▶ [Exercise prompt] Could you arrange the lines between the line containing "Find the emu foot;" and the line containing "pixel 220 177", inclusive, as a numbered list with blank lines left out?

(Location identification entries)
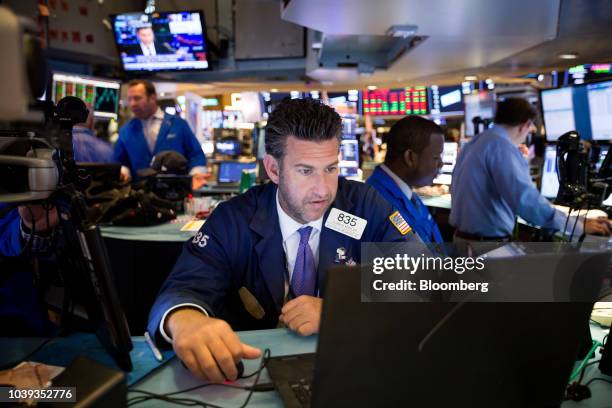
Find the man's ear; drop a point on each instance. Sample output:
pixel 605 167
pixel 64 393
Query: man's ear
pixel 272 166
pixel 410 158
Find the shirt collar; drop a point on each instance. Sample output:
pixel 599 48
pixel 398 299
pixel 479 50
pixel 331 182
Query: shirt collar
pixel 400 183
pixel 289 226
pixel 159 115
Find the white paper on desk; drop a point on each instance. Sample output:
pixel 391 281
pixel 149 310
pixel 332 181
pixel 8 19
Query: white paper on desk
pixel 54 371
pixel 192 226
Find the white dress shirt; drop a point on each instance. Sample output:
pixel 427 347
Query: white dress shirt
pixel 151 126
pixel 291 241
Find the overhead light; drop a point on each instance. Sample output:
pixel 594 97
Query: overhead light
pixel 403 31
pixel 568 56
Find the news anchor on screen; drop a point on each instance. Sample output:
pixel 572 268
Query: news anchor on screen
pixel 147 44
---
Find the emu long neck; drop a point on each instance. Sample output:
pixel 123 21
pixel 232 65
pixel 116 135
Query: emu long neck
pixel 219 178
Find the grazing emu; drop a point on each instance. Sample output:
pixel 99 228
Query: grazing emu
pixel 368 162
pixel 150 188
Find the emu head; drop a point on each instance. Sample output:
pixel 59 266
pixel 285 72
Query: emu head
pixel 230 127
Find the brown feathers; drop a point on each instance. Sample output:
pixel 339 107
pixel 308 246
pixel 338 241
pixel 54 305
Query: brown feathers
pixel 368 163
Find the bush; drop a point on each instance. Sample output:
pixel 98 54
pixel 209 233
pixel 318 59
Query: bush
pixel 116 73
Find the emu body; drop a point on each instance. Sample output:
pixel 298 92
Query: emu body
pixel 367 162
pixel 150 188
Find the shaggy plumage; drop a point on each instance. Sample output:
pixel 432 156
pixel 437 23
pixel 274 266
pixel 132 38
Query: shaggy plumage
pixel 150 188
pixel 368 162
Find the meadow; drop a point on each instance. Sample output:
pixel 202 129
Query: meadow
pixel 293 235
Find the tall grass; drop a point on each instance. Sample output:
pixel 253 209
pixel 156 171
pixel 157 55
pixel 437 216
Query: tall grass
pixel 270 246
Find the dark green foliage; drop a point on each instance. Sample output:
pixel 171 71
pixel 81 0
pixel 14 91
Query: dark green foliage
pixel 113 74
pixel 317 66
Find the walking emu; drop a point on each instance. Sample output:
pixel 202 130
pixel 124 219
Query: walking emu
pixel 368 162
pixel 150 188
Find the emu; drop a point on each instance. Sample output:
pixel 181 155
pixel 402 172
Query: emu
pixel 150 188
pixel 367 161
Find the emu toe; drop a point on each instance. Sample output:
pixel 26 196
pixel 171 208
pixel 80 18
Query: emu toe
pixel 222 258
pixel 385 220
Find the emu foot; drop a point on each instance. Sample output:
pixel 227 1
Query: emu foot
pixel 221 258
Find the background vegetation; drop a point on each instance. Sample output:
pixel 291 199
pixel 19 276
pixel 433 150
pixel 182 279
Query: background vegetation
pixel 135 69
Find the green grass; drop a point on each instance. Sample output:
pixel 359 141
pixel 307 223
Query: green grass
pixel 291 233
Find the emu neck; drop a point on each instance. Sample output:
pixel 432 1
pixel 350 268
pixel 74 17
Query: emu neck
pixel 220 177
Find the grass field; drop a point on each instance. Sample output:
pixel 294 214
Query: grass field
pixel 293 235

▶ [Result of this exercise]
1. Find the emu foot; drop a point on each instance. Sample output:
2. pixel 227 1
3. Query: emu foot
4. pixel 221 258
5. Find the background vegetation; drop a point on each instance. Sample output:
6. pixel 291 199
7. pixel 19 276
8. pixel 433 150
9. pixel 182 279
10. Query: background vegetation
11. pixel 135 69
12. Find the green grass; drop a point on each instance. Sample output:
13. pixel 359 141
14. pixel 307 223
15. Query: green grass
16. pixel 291 233
17. Find the emu neck; drop a point on each instance. Sample output:
18. pixel 432 1
19. pixel 350 268
20. pixel 74 17
21. Query: emu neck
22. pixel 220 177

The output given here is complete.